>> Begin Supplied entries
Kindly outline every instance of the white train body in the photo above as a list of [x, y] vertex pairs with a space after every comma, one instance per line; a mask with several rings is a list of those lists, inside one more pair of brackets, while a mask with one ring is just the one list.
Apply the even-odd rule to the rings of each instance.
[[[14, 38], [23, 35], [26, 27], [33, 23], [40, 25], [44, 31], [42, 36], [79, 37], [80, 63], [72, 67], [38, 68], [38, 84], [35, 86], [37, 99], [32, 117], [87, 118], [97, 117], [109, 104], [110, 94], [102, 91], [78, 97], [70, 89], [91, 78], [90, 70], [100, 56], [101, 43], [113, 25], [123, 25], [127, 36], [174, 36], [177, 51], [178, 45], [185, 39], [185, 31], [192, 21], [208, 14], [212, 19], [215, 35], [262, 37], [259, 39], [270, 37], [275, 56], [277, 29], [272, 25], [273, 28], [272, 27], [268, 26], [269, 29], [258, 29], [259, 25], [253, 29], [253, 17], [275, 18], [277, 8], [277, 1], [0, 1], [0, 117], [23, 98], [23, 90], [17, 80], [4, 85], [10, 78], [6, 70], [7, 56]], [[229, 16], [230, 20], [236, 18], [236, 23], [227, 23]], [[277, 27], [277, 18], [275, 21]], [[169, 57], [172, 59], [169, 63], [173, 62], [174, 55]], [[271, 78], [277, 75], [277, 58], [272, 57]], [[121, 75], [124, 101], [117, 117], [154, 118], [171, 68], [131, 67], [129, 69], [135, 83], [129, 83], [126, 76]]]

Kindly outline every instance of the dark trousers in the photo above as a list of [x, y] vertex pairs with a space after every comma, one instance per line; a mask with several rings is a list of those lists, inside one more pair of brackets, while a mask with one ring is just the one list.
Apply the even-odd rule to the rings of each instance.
>> End Supplied entries
- [What is expected]:
Reproduce the lines above with every "Kindly outline" changed to "Please trace", leaving everything else untouched.

- [Exercise response]:
Please trace every instance of the white train body in the photo above as a list of [x, y] vertex pairs with a space after every comma, one instance per line; a mask with several rings is a list of those lists, inside one more pair of brackets, while a mask with one ring is just the one list.
Apply the even-odd rule to the rings of each instance.
[[[14, 38], [23, 35], [26, 27], [33, 23], [40, 25], [44, 31], [42, 36], [79, 37], [80, 63], [72, 67], [38, 68], [38, 84], [35, 86], [37, 99], [32, 117], [87, 118], [97, 117], [109, 104], [110, 94], [102, 91], [78, 97], [70, 89], [91, 78], [90, 70], [100, 56], [101, 43], [113, 25], [123, 25], [127, 36], [174, 36], [177, 51], [178, 45], [185, 39], [185, 31], [192, 21], [208, 14], [212, 19], [215, 35], [262, 37], [259, 39], [270, 37], [275, 56], [277, 29], [272, 25], [273, 28], [272, 27], [268, 26], [269, 29], [258, 29], [259, 25], [253, 29], [253, 17], [275, 18], [277, 8], [277, 1], [0, 1], [0, 117], [23, 98], [23, 90], [17, 80], [4, 85], [10, 78], [6, 70], [7, 56]], [[229, 16], [230, 20], [236, 18], [236, 23], [227, 23]], [[277, 27], [277, 18], [275, 21]], [[169, 57], [172, 59], [169, 63], [173, 62], [174, 55]], [[271, 78], [277, 75], [277, 58], [272, 57]], [[121, 75], [124, 101], [117, 117], [154, 118], [171, 68], [131, 67], [129, 69], [135, 83], [129, 83], [126, 76]]]

Please trace every instance of the dark trousers in the photo above as a list of [x, y] vertex pairs with a space after every comma, one instance per line; a mask with several rings is a list of those lists, inside one more pair of brackets, while a mask with one ring is just the one list.
Apply the even-odd rule to the rings of each instance.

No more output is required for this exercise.